### PASSAGE PROVIDED
· · · · ·

One of my children left a child for me to raise, my grandson. This was David. Yeah, so I thought life was just my husband and I. We were both older. It would be kind of very dull for him. So I thought that having someone else around the house would make it a little more homey for him. But I hadn't chosen Christina. Christina was brought to me, and we're just She was just there, this wild looking thing, seeing a little bit of training to live in a home.

So obviously she hadn't been brought up with anything. I just thought any child living under my roof had to be taught.

Speaker 1

Something, meaning like what kind of things like you mean, normal like rules and.

Speaker 2

Well rules, yeah, the rule. I don't think that our rules were terribly strict.

Speaker 4

Really, I mean I felt like they were strict.

Speaker 2

Well maybe you thought so, that most kids do, but they were the same rules my kids had.

Speaker 1

Christina hesitates, you can see it's hard for her to talk back to Isabelle even now.

Speaker 2

But then she says, but David didn't have rules, No, he didn't need any. He is the most perfect person I've ever raised.

Speaker 1

Christina, another person she happened to have raised is seated a couple feet away from her. Christina stares ahead blankly, not saying anything. So I press Isabelle, well, you must have done something wrong. I mean, it's only.

Speaker 2

Very little, or you'd be surprised how perfect he was.

Speaker 1

Was that hard though, being like side by side with someone who.

Speaker 4

Is just no.

· · · · ·

[Images for object localization]
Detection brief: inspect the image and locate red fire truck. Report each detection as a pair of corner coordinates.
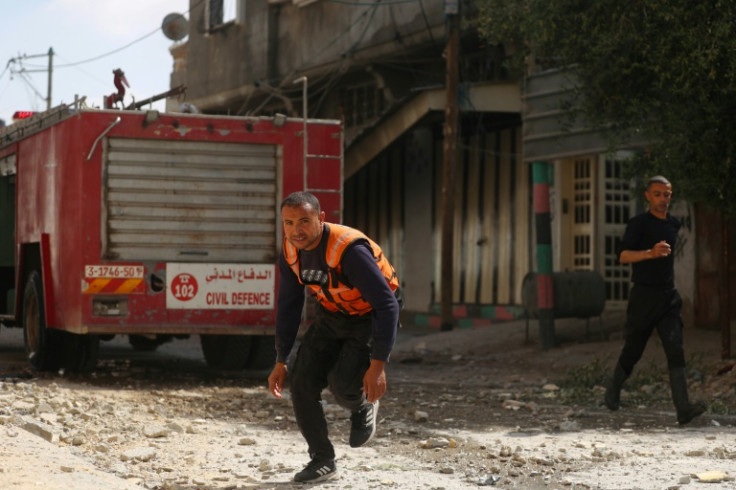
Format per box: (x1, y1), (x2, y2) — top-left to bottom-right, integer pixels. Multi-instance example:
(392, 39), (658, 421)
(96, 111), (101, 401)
(0, 102), (343, 371)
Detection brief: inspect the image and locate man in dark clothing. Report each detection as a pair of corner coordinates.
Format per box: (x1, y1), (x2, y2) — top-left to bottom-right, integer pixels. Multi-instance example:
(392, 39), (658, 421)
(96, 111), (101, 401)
(605, 175), (705, 425)
(268, 192), (399, 482)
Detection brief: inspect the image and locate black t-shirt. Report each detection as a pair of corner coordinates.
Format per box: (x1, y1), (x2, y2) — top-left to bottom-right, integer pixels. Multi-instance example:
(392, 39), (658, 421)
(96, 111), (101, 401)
(618, 212), (681, 288)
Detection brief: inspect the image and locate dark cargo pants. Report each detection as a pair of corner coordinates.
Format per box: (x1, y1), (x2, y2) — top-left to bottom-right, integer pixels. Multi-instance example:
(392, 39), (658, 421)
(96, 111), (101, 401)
(619, 284), (685, 375)
(290, 308), (371, 461)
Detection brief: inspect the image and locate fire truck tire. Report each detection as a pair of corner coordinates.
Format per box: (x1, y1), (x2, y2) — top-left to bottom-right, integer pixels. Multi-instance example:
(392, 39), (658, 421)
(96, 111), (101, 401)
(62, 332), (100, 373)
(23, 270), (62, 371)
(199, 335), (252, 371)
(247, 335), (276, 369)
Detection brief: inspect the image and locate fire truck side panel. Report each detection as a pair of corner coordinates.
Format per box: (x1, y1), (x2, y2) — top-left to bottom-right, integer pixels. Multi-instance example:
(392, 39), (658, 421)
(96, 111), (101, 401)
(8, 111), (342, 334)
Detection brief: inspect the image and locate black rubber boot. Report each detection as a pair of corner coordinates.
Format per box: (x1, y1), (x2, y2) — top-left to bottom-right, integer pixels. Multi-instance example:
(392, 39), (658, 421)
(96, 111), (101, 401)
(670, 367), (705, 425)
(604, 363), (629, 410)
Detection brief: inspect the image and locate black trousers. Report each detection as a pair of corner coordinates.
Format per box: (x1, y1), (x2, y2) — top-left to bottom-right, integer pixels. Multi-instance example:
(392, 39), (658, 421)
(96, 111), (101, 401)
(290, 308), (371, 460)
(618, 284), (685, 374)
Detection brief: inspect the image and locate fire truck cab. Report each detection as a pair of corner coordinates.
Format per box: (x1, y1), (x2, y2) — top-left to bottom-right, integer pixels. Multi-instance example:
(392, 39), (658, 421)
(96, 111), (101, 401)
(0, 101), (343, 371)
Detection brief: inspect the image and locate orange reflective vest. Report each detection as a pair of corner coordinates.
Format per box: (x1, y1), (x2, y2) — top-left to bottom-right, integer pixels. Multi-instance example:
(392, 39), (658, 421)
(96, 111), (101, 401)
(283, 223), (399, 315)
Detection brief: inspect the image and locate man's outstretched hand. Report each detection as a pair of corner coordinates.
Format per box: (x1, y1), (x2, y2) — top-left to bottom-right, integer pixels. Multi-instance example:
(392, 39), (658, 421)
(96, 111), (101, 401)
(363, 359), (386, 403)
(268, 362), (286, 398)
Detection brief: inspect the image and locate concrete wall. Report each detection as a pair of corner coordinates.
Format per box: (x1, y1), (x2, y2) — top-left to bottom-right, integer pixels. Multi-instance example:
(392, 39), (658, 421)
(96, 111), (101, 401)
(184, 0), (445, 110)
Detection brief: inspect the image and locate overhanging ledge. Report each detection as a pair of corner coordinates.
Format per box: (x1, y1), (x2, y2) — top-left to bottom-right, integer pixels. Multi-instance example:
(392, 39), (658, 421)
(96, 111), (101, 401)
(345, 83), (522, 179)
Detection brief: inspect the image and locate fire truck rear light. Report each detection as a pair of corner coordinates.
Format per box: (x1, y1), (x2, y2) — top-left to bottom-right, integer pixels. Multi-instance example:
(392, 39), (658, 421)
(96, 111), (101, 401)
(92, 298), (128, 316)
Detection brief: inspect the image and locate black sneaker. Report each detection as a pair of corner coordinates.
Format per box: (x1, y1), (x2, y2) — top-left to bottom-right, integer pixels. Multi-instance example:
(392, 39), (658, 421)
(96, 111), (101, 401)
(350, 400), (378, 447)
(294, 459), (337, 483)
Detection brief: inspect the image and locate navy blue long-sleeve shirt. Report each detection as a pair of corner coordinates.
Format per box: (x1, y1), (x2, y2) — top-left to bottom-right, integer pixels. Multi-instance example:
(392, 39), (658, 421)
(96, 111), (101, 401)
(276, 228), (399, 362)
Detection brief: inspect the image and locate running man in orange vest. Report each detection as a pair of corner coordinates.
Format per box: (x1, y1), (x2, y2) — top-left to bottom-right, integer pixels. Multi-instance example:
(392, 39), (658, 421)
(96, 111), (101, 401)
(268, 192), (400, 482)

· · · · ·

### WORK ORDER 1
Echo a portion of the transcript about Isabelle and Christina, starting with "Something, meaning like" and going on through "were terribly strict.".
### WORK ORDER 2
Write what comes next in the transcript about Isabelle and Christina, picking up right after its last line.
The material comes from a separate source.

### RESPONSE AREA 1
Something, meaning like what kind of things like you mean, normal like rules and.

Speaker 2

Well rules, yeah, the rule. I don't think that our rules were terribly strict.

### RESPONSE AREA 2
Speaker 2

I think it was good for her.

Speaker 1

Christina, that is that how you feel?

Speaker 7

It was hard? Yeah, it was really hard.

Speaker 1

Something else that's been hard is finding the courage to ask the question that brought her here, but Christina gives it a shot after the break. Something else that's been hard is finding the courage to ask the question that brought her here. Christina gives it a shot, but after some throat clearing again, she goes silent.

Speaker 2

Go ahead, ask.

Speaker 8

I think the one thing that I have kind of always wondered is do you remember I think it was in tenth grade and I had been playing basketball and you told me that I had to get my grades up where I couldn't play basketball anymore.

Speaker 7

Do you remember that?

Speaker 2

No?

Speaker 7

Okay, so I.

Speaker 8

Didn't get my grades up and I had to quit the team.

Speaker 2

I don't remember that at all. I don't know. I still.

Speaker 7

It was devastating for me.

Speaker 2

Why did you get your grades up there?

Speaker 8

Yeah?

Speaker 1

I asked Christina if she could explain to Isabelle why losing basketball hurt so much?

Speaker 3

No, without crying.

Speaker 7

I felt like.

Speaker 8

It was like the one thing that I was really good at.

Speaker 1

Are you surprised to hear Christina talk about how much she loved basketball?

Speaker 8

Like?

Speaker 1

Was that something that you knew back then?

Speaker 2

I didn't know.

Speaker 1

No, did Christina? Did you ever express it?

Speaker 2

I don't think she did. I don't think so. No, I don't think you did. I think the.

Speaker 8

Reason why, like it still affects me now, it is because I didn't fight for it, and.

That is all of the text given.